HOW TO COMPLETE THIS TASK:
Please repeat only the stretch of records running from the first line through the line that contains "Where can you spot the orange".

INPUT DATA:
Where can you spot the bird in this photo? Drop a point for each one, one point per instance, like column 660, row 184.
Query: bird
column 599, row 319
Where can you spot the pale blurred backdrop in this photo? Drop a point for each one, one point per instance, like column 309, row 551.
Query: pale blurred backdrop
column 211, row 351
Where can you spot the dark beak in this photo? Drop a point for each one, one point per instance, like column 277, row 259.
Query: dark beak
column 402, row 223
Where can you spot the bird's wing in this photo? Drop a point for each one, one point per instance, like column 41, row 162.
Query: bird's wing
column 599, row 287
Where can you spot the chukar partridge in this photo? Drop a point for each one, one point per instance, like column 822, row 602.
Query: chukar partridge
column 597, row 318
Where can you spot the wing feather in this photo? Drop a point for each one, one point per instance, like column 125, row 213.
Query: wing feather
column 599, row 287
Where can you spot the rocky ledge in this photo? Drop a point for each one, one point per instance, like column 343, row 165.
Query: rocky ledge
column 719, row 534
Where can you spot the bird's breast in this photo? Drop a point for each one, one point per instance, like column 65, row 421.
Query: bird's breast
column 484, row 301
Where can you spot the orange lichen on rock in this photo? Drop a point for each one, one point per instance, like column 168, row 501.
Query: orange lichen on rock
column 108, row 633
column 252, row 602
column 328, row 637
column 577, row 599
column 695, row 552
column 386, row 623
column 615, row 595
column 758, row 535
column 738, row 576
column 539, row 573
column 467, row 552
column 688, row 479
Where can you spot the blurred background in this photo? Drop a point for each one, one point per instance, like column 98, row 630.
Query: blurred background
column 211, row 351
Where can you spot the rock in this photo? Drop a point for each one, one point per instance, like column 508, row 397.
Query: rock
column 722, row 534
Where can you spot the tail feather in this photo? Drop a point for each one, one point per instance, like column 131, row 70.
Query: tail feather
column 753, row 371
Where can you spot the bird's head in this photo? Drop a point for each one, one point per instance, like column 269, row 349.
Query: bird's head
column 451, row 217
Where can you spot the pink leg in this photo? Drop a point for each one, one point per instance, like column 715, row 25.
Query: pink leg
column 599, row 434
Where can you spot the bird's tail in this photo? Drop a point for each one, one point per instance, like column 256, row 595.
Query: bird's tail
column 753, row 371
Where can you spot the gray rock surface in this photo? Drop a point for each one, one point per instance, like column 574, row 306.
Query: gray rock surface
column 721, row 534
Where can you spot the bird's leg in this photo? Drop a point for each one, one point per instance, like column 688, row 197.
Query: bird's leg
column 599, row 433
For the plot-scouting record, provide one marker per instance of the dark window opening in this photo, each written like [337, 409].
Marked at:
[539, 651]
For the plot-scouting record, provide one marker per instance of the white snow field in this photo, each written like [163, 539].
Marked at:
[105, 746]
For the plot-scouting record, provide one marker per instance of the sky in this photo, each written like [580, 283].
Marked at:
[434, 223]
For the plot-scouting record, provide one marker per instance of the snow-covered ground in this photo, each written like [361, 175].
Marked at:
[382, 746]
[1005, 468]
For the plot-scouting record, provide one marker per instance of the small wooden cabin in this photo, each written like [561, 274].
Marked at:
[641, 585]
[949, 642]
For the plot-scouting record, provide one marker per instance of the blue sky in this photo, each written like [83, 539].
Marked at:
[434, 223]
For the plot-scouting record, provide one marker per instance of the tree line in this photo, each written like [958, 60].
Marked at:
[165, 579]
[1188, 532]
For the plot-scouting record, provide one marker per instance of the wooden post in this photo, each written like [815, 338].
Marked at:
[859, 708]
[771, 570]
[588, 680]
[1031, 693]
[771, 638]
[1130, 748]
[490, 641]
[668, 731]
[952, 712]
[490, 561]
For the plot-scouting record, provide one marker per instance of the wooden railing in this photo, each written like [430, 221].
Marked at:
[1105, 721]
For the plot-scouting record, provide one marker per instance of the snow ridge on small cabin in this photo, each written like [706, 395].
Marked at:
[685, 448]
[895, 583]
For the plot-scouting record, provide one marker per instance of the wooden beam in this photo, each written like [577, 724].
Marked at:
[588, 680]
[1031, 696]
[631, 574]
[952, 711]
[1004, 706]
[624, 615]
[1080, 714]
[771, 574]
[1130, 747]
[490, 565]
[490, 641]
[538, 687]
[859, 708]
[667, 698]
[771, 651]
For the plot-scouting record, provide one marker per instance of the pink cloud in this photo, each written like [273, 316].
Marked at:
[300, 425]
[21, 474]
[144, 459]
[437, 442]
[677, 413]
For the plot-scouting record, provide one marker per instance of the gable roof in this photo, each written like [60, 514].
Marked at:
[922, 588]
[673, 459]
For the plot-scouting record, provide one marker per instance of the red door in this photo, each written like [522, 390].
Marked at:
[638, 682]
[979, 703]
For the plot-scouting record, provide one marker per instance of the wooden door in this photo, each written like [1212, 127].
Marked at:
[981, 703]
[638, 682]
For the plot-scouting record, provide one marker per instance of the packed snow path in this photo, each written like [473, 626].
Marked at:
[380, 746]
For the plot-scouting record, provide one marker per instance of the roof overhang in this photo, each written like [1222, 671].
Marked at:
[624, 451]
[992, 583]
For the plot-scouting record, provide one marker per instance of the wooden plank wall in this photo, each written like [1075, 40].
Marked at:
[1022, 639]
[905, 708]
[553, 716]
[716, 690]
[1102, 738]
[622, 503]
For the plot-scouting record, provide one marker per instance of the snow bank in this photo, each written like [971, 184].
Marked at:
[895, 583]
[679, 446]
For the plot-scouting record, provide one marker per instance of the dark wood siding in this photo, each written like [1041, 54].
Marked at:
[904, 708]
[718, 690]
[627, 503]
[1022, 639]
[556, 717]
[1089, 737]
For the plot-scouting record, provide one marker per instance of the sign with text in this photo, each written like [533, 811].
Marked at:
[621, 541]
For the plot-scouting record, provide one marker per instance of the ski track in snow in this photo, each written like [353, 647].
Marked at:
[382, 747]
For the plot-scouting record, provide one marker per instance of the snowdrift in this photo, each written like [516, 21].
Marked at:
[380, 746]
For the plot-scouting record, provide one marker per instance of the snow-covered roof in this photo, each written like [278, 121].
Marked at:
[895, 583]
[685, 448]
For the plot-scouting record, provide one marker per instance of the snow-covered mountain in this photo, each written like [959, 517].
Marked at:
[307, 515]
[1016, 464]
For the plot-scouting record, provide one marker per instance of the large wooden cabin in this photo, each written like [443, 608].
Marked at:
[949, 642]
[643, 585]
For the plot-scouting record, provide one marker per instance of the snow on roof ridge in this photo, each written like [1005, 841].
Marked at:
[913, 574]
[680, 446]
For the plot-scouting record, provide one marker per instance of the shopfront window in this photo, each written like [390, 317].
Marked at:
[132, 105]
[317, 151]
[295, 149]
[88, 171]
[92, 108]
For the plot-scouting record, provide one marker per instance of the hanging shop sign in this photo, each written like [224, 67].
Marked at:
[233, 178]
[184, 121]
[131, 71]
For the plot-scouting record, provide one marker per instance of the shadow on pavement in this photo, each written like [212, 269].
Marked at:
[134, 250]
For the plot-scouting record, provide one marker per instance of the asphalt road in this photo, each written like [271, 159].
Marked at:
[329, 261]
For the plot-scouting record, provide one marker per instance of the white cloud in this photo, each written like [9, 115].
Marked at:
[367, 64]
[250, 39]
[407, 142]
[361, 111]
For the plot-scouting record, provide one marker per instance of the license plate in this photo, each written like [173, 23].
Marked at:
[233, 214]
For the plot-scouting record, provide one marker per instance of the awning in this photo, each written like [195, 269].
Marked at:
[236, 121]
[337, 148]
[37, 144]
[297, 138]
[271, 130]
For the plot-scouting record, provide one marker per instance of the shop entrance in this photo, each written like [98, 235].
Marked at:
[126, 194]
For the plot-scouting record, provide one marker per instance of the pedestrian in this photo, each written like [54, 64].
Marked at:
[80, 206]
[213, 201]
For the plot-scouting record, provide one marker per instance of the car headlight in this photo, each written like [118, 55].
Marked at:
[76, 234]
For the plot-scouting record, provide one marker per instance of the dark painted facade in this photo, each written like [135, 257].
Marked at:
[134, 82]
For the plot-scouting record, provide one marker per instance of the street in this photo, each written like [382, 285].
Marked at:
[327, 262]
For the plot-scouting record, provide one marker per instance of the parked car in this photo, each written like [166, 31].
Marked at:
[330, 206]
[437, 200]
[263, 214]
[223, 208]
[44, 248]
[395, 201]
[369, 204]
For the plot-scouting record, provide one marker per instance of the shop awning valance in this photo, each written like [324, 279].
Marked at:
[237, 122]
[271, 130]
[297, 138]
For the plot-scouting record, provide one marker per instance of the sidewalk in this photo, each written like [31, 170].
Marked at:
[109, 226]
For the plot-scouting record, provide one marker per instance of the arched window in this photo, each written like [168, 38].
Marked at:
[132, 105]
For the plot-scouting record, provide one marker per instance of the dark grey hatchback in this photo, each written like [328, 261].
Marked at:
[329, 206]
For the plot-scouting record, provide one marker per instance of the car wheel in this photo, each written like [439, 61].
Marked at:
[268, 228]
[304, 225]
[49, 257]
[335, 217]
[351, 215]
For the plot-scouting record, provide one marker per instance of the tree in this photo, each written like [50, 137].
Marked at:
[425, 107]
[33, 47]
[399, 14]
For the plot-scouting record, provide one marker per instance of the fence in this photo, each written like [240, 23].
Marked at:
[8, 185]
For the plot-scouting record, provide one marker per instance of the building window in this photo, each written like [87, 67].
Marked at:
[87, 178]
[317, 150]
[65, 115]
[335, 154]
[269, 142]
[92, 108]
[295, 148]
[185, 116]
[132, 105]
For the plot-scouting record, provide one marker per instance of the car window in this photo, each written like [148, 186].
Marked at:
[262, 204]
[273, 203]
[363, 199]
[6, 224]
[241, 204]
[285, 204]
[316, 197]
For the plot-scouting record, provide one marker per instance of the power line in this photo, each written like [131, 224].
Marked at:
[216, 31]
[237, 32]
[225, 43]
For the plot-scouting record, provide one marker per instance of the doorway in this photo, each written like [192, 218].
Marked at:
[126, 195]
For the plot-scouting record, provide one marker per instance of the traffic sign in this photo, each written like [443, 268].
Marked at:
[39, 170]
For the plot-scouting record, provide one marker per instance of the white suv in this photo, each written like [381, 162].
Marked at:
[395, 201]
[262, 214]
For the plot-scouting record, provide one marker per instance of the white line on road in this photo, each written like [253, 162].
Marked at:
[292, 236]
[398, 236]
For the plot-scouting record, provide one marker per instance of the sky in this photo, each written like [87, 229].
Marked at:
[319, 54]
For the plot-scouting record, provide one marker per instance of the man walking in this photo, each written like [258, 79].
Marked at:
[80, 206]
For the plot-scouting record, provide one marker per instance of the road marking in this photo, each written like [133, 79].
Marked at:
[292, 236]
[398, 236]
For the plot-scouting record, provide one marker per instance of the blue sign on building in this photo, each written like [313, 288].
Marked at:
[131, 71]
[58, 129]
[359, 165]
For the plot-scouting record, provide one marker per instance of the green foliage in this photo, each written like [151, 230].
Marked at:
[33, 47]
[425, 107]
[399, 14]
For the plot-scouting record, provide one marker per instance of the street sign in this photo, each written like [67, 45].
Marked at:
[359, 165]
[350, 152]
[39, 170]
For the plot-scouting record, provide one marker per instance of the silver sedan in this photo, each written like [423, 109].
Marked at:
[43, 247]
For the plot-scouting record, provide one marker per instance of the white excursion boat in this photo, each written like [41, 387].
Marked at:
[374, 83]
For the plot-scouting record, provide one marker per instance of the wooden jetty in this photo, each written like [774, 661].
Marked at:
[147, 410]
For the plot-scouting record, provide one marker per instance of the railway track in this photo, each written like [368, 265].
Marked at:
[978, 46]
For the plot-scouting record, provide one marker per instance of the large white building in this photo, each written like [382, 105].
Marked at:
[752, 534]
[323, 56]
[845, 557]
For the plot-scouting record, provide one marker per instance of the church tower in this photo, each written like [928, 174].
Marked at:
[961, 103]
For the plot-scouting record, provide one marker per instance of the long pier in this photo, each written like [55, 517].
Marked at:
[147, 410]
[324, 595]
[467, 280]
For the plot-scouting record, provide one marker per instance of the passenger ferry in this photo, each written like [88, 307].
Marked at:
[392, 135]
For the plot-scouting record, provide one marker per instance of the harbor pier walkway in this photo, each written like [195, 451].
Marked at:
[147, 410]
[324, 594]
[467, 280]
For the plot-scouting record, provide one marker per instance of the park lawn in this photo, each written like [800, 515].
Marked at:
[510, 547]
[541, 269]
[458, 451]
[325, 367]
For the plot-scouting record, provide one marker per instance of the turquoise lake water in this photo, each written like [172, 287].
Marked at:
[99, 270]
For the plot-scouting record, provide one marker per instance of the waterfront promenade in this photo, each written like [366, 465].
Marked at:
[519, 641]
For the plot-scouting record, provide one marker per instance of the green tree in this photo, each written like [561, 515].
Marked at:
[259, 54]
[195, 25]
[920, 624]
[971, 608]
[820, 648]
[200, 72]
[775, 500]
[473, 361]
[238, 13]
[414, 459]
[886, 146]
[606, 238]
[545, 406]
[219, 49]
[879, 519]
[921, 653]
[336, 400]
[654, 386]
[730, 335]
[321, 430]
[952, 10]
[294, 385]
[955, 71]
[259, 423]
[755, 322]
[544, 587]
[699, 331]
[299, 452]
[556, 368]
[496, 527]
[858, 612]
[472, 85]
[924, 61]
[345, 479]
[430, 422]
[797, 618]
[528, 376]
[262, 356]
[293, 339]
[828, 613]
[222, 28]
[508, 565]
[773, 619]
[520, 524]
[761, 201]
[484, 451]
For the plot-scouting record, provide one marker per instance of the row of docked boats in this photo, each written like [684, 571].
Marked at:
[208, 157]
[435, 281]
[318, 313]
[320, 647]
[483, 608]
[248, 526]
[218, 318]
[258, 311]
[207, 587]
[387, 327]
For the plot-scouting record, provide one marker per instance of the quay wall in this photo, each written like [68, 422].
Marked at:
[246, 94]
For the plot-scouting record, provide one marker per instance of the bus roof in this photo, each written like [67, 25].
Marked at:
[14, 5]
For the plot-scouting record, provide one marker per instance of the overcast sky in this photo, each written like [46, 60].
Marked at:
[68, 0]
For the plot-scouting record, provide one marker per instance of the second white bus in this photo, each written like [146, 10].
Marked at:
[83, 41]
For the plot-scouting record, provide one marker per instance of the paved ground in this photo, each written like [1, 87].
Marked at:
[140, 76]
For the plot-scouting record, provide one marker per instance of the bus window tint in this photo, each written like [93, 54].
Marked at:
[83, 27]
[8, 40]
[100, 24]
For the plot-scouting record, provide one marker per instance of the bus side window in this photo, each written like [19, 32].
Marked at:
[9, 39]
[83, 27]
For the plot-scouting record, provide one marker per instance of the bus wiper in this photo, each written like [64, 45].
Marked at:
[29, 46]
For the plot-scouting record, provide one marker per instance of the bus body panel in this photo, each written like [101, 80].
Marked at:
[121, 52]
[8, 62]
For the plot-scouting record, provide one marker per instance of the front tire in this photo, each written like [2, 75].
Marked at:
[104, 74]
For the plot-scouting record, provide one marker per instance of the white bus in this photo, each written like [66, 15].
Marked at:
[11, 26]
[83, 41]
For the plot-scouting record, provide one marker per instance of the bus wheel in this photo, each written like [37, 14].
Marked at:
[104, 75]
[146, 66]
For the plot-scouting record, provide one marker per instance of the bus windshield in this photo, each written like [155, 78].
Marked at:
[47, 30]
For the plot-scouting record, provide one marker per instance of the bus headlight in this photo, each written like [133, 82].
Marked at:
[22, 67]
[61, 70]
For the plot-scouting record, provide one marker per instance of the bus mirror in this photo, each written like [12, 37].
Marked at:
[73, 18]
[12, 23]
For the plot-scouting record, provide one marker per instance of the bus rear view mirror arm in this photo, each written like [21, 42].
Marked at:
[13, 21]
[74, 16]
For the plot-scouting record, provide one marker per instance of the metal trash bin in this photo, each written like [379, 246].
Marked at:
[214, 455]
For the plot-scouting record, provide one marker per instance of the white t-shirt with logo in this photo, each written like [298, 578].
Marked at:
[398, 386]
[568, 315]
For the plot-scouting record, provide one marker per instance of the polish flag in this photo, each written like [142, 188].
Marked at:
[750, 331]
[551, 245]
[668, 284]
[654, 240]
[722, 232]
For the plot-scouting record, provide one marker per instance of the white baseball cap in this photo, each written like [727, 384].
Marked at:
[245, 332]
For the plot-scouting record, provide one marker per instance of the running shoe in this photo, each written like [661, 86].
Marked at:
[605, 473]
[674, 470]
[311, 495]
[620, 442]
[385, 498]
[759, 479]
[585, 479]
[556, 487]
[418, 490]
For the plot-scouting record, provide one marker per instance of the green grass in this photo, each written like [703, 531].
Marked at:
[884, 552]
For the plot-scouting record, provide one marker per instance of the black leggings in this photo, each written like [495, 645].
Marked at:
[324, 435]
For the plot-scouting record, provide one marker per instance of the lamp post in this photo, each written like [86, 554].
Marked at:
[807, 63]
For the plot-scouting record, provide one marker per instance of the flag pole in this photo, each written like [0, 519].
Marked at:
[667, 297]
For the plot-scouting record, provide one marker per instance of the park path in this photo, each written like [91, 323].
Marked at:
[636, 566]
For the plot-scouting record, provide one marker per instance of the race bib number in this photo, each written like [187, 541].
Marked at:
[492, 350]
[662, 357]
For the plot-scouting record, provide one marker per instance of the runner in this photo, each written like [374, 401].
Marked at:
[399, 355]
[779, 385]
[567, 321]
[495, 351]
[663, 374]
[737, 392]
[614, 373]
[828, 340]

OUTPUT OF THE EXERCISE:
Where can you spot the bird in this photo? Drop a point for each one, one point per instance, like column 660, row 184.
Query: bird
column 599, row 319
Where can you spot the pale blurred backdrop in this photo? Drop a point for each one, one point per instance, like column 309, row 551.
Query: pale blurred backdrop
column 211, row 351
Where can you spot the dark beak in this photo? Drop a point for each one, one point per instance, like column 277, row 259.
Query: dark beak
column 402, row 223
Where can you spot the bird's wing in this photo? Drop a point for each one, one point per instance, like column 41, row 162.
Query: bird's wing
column 599, row 287
Where can you spot the chukar partridge in this photo? Drop a point for each one, one point per instance, like column 822, row 602.
Query: chukar partridge
column 597, row 318
Where can you spot the wing feather in this photo? Drop a point for each one, one point per instance, like column 125, row 213.
Query: wing feather
column 599, row 287
Where can you spot the rocky ledge in this photo? Drop a point for each one, one point per instance, like column 343, row 165.
Query: rocky ledge
column 719, row 534
Where can you spot the bird's breast in this photo? Drop a point for each one, one point per instance, like column 65, row 421.
Query: bird's breast
column 484, row 301
Where can you spot the orange lichen on rock in this photo? Drop a point for each one, one point per instance, like column 168, row 501.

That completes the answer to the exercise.